__Work to complete__
Revise the passage on volunteer life, starting at "The plassas was" and ending at "about Primary teaching.", so that "cobra" is replaced with "snake".

__Excerpt to read__
The plassas was out of this world. Served with rice. I loved it. Sometimes I went down to the Shell station and ate it with the owner. You could also collect the local gossip: which musungu was sleeping with which black beauty, who was drunk at Pa Kargbo's veranda bar before eight in the evening...

The three-storey flats in which I lived was a self-contained community. Philip Kargbo's radio woke us all up at odd hours of the night and all of us ran down to see the cobra, which lived in the wood-pile behind my flat. Susan, who lived opposite, dumped her baby on me to look after when she had to go somewhere in a hurry and my friend, Fiona, the VSO who lived next door, made groundnut soup for me. It was delicious. She also taught me a great deal about Primary teaching.

Entertainment in a place sans TV or power was inventive. I played board games with Matt for match-sticks and rode pillion with the PCVs to unnamed places. I remember going skinny-dipping in a delightful, isolated, pond somewhere in the bush with one PCV. There was a waterfall and we had to push the tall grass aside with our hands to reach the pond on a motor-bike. We cooked and ate communally many-a-day, mainly cabbage soup and rice. Someone on a trip to Freetown would have brought a precious cabbage back.

Riding pillion was forbidden, but I got myself a helmet and risked being told off. HQ was so far away  and how would they communicate with us anyway?

One night a happy gang of PCVs woke me up at the two in the morning to see the forest fires. I tagged along. At 51, I was twice the age of most of them, but it did not seem to be an issue with those girls and boys. They were fun and non-judgemental in all matters. They always found new ways to have a good time.

The PCVs looked after me. They asked me along to fourth-of- July celebrations and spontaneous song sessions. They were talented and original. One designed a fish- breeding pond; several created prosthesis for children with damaged limbs. In Makeni they created swings and climbing frames for the children near by.

__Raw data__
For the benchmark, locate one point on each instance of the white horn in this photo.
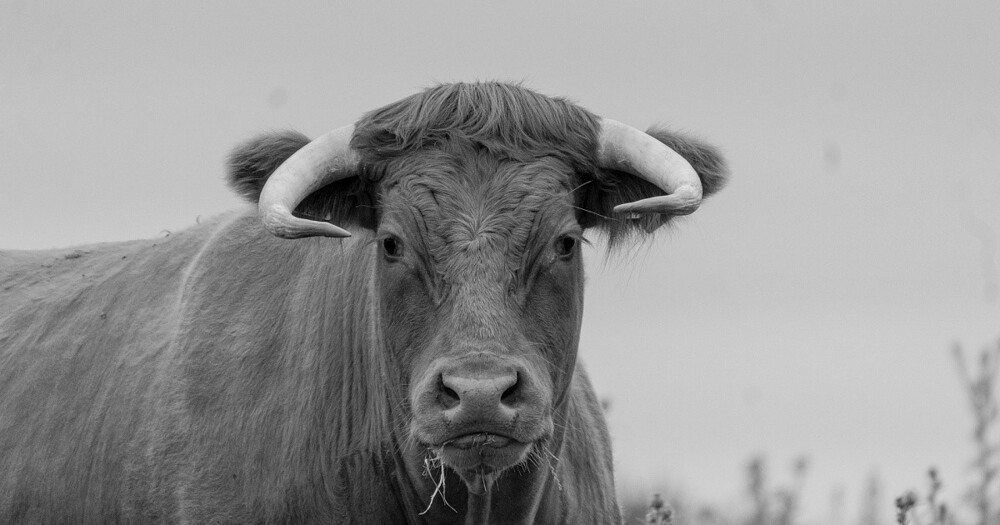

__Answer to the problem__
The plassas was out of this world. Served with rice. I loved it. Sometimes I went down to the Shell station and ate it with the owner. You could also collect the local gossip: which musungu was sleeping with which black beauty, who was drunk at Pa Kargbo's veranda bar before eight in the evening...

The three-storey flats in which I lived was a self-contained community. Philip Kargbo's radio woke us all up at odd hours of the night and all of us ran down to see the snake, which lived in the wood-pile behind my flat. Susan, who lived opposite, dumped her baby on me to look after when she had to go somewhere in a hurry and my friend, Fiona, the VSO who lived next door, made groundnut soup for me. It was delicious. She also taught me a great deal about Primary teaching.